## Written task a
Do the following statements agree with the passage on the Southern Upland Way below? For each one, answer yes or no and quote the words of the passage that decide it.
(i) The route is 212 miles long.
(ii) The walk ends at Portpatrick on the North Sea coast.
(iii) The walk is defined more by its difficulty than by its length.

## Text passage

Images below provided courtesy of southernuplandway.gov.uk
The Southern Upland Way is Scotland’s first – and only – official coast-to-coast long distance footpath. The Southern Uplands are situated in the southernmost part of Scotland, just north of the border with England, and the route offers experienced walkers a real challenge at 212 miles (340 km) long. It stretches from Portpatrick on the south west Atlantic coast of Scotland to Cockburnspath on the North Sea coast, and to complete the full walk you should allow up to three weeks, ideally between May and September.
The route is a varied one and includes rugged cliffs, lochs, open moorlands and forests. It’s relatively isolated in parts compared to other walks in Scotland, but you’ll have a real sense of achievement whether you complete the full coast-to-coast walk or simply enjoy one or two sections. Some of the sections are very long so you need to plan ahead and be prepared, but overall the walk is defined by its length rather than its difficulty.

## Written task b
List every line of the records below that contains the word "curb".

[Saved entries]

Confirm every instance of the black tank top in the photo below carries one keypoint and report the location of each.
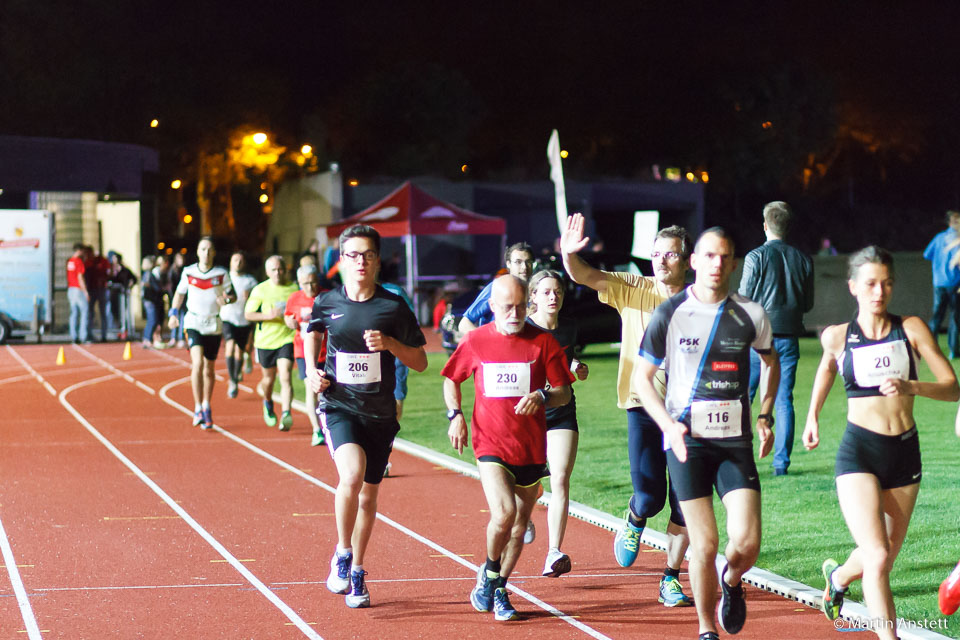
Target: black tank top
(865, 363)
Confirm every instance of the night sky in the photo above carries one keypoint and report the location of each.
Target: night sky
(864, 95)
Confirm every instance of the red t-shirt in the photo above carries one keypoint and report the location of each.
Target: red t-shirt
(75, 267)
(504, 369)
(300, 306)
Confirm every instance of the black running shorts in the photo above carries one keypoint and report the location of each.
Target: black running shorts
(894, 460)
(375, 437)
(712, 465)
(524, 475)
(209, 342)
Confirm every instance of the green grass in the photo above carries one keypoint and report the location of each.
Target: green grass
(802, 523)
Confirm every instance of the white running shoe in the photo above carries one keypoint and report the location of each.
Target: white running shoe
(530, 534)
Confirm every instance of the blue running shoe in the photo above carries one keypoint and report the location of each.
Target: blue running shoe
(339, 579)
(626, 545)
(207, 415)
(358, 597)
(482, 595)
(671, 593)
(502, 609)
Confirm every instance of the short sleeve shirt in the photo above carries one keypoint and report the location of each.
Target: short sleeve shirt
(300, 306)
(75, 267)
(275, 333)
(504, 368)
(202, 289)
(363, 381)
(479, 313)
(634, 297)
(243, 283)
(705, 349)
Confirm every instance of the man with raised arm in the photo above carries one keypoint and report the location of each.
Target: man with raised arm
(635, 297)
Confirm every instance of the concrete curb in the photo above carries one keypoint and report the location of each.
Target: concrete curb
(854, 613)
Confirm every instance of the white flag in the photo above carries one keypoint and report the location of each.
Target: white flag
(556, 175)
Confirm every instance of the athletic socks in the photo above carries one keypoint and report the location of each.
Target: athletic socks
(639, 523)
(833, 581)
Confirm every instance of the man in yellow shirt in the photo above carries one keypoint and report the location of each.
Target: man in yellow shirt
(635, 297)
(274, 339)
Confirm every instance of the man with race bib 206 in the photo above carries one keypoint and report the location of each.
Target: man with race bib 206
(702, 337)
(206, 288)
(367, 328)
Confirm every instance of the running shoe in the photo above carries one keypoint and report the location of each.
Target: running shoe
(949, 597)
(207, 418)
(502, 609)
(481, 597)
(339, 579)
(557, 564)
(671, 593)
(832, 597)
(626, 545)
(732, 608)
(269, 417)
(358, 597)
(530, 534)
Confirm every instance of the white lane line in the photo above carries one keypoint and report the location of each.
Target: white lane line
(393, 523)
(213, 542)
(29, 620)
(33, 372)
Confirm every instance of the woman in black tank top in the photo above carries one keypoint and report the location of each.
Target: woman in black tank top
(545, 300)
(878, 462)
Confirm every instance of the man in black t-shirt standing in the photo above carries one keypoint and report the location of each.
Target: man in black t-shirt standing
(367, 327)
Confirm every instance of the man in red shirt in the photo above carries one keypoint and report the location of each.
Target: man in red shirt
(78, 296)
(297, 317)
(517, 370)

## Full solution a
(i) Yes: "the route offers experienced walkers a real challenge at 212 miles (340 km) long"
(ii) No: "It stretches from Portpatrick on the south west Atlantic coast of Scotland to Cockburnspath on the North Sea coast"
(iii) No: "overall the walk is defined by its length rather than its difficulty"

## Full solution b
Confirm every instance of the concrete curb in the photo above carries one keypoint and report the location of each.
Target: concrete curb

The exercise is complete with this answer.